━━━ DOCUMENT TEXT

When local artist Paige Northwood found ceramics she felt completely fulfilled
If you’ve stumbled across ceramicist Paige Northwood’s stunning tableware at Earth Walker & Co in Coledale or Moore Street General in Austinmer, you’d be forgiven for assuming that this Stanwell Park girl has been a potter all her life, such is the quality of her imperfectly perfect pieces. But the truth is, ceramics was not Paige’s first trajectory – she studied a Bachelor of Arts and a Bachelor of Design, and began her career in the interior design world. “I always knew I was an artist but I didn’t have my proper medium yet,” Paige says.
Sitting at a computer designing spaces all day caused Paige to feel not “like a real human anymore”, and she went on the search for something more tactile. It was actually Paige’s mum that introduced her to ceramics when they went to a class together. “I instantly fell in love with it,” Paige says. “It was just so natural, so right. Ceramics is so hands-on… you’re just really experiencing life.”
From there, her artistic path became clear. “I just had to jump off the cliff and go for it!” she says. “I couldn’t not do it.”
And since making the leap, Paige has experienced much success – although, she admits the life of an artist can be “financially testing at times”. Her tableware is in demand, often selling out on her online store, she’s received wonderful feedback, and held her first solo exhibition at Jerico Contemporary Gallery in Woolloomooloo earlier this year.
What makes Paige’s work extra special is that so much of the clay she uses is sourced locally from Sandon Point. Along with a group of potters, she’s been granted permission from the tent embassy at Sandon Point Beach to dig for clay in the area. “It feels really natural to move what you’re standing on and create from that something to drink out of or eat from…” she says.

━━━━━━
━━━ INFORMATION PROVIDED

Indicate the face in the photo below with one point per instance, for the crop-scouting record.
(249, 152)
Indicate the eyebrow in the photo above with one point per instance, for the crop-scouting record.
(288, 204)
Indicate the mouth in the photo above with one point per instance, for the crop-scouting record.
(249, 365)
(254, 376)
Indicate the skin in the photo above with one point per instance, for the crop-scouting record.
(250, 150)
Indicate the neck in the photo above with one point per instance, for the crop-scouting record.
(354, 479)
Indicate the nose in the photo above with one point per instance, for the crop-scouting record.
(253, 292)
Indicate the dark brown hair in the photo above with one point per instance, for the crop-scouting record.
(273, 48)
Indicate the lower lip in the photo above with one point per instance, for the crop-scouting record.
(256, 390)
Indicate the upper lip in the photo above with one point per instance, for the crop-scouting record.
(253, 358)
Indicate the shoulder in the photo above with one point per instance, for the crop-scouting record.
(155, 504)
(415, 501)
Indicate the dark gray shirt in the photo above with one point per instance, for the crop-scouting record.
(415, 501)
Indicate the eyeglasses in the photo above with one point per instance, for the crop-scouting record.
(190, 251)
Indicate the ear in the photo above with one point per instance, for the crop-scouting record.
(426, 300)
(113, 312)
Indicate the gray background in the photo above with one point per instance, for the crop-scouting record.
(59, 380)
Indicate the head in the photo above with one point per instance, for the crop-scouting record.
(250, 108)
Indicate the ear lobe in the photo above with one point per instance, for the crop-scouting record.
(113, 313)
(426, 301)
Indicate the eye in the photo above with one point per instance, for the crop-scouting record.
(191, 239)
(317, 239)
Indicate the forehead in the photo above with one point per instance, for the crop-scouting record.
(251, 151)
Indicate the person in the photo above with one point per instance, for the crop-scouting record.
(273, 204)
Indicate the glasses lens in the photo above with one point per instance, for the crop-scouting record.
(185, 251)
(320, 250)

━━━━━━

- TASK REQUIREMENTS:
• A. Say whether each statement agrees with the Paige Northwood profile: (i) Paige's mum introduced her to ceramics at a class they attended together; (ii) Paige held her first solo exhibition at Earth Walker & Co in Coledale; (iii) Paige's career began in interior design. For each, answer yes or no and quote the deciding words from the profile.
• B. Reproduce a passage of the Paige Northwood profile word for word, beginning at the words "And since making" and stopping after the words "earlier this year.".

- EXERCISE SOLUTIONS:
• A.
(i) Yes: "It was actually Paige’s mum that introduced her to ceramics when they went to a class together."
(ii) No: "held her first solo exhibition at Jerico Contemporary Gallery in Woolloomooloo earlier this year."
(iii) Yes: "began her career in the interior design world."

• B.
And since making the leap, Paige has experienced much success – although, she admits the life of an artist can be “financially testing at times”. Her tableware is in demand, often selling out on her online store, she’s received wonderful feedback, and held her first solo exhibition at Jerico Contemporary Gallery in Woolloomooloo earlier this year.